• **Required task**
Pick out each line in the rows below that contains the string "monkey" and copy it in full. Matching is case-sensitive.

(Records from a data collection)
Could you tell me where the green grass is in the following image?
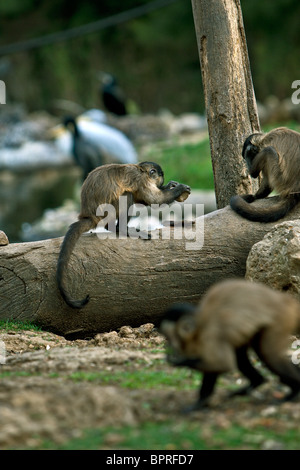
[143,121,300,190]
[143,138,214,190]
[0,320,42,332]
[68,366,200,390]
[32,418,299,450]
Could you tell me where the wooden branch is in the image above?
[192,0,260,208]
[0,198,300,337]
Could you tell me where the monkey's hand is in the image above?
[161,181,180,191]
[241,194,256,204]
[164,181,191,202]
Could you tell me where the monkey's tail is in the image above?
[56,218,94,308]
[230,194,300,222]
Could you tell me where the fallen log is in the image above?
[0,198,300,338]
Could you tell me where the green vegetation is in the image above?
[33,420,299,450]
[0,320,41,333]
[0,0,300,114]
[143,137,214,190]
[69,367,199,390]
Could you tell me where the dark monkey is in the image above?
[56,162,190,308]
[230,127,300,222]
[160,280,300,411]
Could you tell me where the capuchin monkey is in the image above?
[56,162,191,308]
[159,279,300,411]
[230,127,300,222]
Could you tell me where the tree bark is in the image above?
[192,0,260,208]
[0,198,300,338]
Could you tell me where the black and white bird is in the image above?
[99,72,128,116]
[53,109,138,178]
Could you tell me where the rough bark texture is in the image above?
[192,0,260,208]
[0,198,300,337]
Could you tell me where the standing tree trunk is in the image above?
[192,0,260,208]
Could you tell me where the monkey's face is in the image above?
[139,162,164,188]
[159,304,201,368]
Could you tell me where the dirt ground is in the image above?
[0,324,300,449]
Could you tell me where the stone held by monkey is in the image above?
[56,162,190,308]
[230,127,300,222]
[159,279,300,411]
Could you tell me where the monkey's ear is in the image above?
[177,314,196,339]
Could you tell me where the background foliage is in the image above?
[0,0,300,113]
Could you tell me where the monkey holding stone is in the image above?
[230,127,300,222]
[159,279,300,411]
[56,162,191,308]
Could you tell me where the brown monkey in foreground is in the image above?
[56,162,191,308]
[159,279,300,411]
[230,127,300,222]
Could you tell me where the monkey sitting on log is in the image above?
[56,162,191,308]
[159,279,300,411]
[230,127,300,222]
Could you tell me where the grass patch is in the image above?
[143,138,214,190]
[0,320,42,332]
[32,421,299,451]
[68,368,200,390]
[143,121,300,191]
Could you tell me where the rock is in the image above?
[245,220,300,300]
[0,230,9,246]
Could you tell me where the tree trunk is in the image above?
[192,0,260,208]
[0,198,300,337]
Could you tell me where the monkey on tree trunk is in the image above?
[159,279,300,411]
[56,162,191,308]
[230,127,300,222]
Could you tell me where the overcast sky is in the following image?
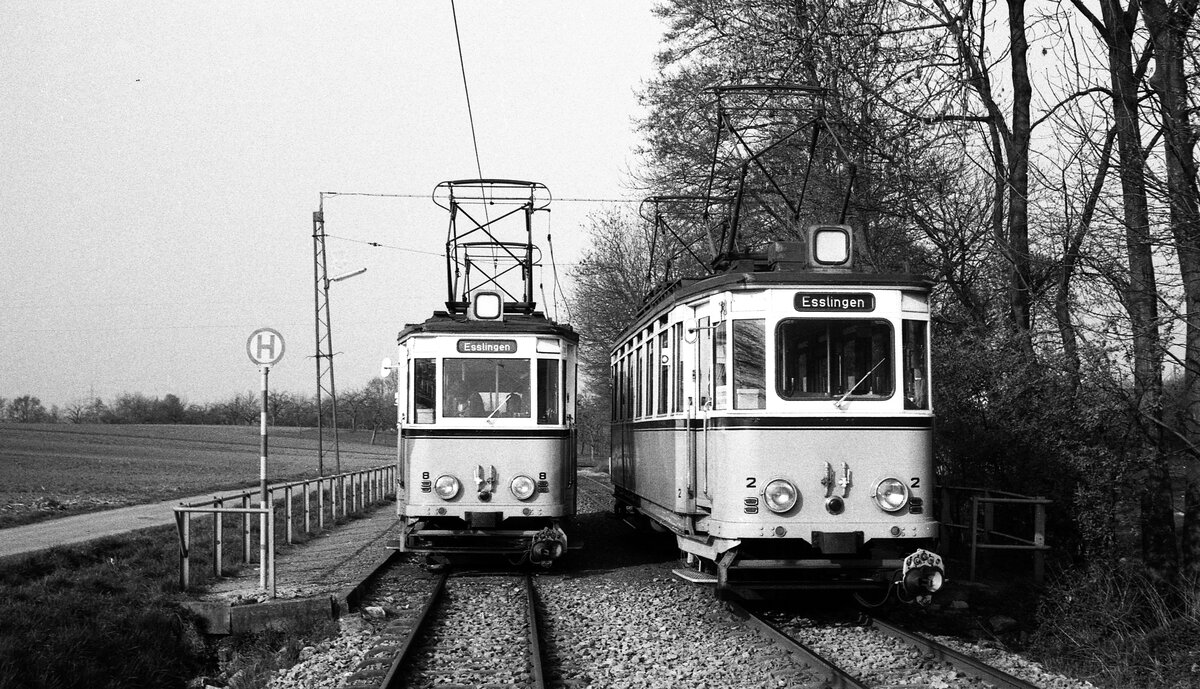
[0,0,662,407]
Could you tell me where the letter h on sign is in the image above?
[246,328,283,366]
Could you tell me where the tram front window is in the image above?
[775,318,895,400]
[442,359,529,419]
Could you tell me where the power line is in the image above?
[320,191,641,203]
[450,0,484,179]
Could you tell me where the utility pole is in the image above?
[312,199,342,477]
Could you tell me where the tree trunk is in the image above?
[1007,0,1033,360]
[1100,0,1178,580]
[1145,0,1200,576]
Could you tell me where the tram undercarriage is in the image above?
[388,511,566,567]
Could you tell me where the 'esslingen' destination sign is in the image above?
[458,340,517,354]
[796,292,875,311]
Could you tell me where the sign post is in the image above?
[246,328,283,598]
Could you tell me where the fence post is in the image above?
[175,511,192,591]
[1033,496,1046,586]
[263,504,275,599]
[241,495,254,564]
[212,496,224,579]
[283,485,293,545]
[317,478,325,532]
[968,496,979,581]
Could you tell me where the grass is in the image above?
[0,424,395,528]
[0,527,208,689]
[0,424,395,689]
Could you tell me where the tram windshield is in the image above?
[442,359,529,419]
[775,318,895,400]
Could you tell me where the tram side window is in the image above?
[775,318,895,400]
[538,359,559,424]
[713,320,730,409]
[608,364,619,421]
[902,320,929,409]
[646,335,658,417]
[442,359,529,419]
[659,330,672,414]
[410,359,438,424]
[733,318,767,409]
[671,323,683,412]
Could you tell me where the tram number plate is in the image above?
[794,292,875,311]
[458,340,517,354]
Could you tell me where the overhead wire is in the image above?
[450,0,484,179]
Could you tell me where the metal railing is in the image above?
[941,486,1052,585]
[174,463,396,598]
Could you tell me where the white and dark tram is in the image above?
[389,180,578,565]
[611,224,944,598]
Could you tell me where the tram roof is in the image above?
[617,270,935,342]
[397,311,580,342]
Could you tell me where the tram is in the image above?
[385,179,578,565]
[611,88,944,601]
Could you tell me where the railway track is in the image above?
[730,603,1036,689]
[346,573,546,689]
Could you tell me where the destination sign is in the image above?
[458,340,517,354]
[796,292,875,311]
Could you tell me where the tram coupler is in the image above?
[529,525,566,567]
[895,549,946,605]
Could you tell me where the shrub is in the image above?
[1030,561,1200,687]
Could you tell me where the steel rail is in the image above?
[379,571,450,689]
[726,601,868,689]
[524,574,546,689]
[868,617,1037,689]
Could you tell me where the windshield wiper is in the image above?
[487,393,512,420]
[833,357,888,409]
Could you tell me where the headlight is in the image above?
[875,479,908,513]
[762,479,800,513]
[433,477,462,501]
[509,477,538,501]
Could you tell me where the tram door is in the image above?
[689,316,713,508]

• **Exercise response**
Could you tell me where the monkey's hand is in the image above?
Could you tell me where the monkey's tail is in the image above?
Could you tell me where the dark monkey is in the image above?
Could you tell me where the capuchin monkey is in the image above?
Could you tell me where the monkey's face is in the image above?
Could you tell me where the stone held by monkey is in the image above?
Could you tell me where the monkey's ear is in the image above?
Could you tell me where the monkey holding stone is in the image above?
Could you tell me where the brown monkey in foreground is in the image above?
Could you tell me where the monkey sitting on log is in the image above?
Could you tell me where the monkey on tree trunk is in the image above?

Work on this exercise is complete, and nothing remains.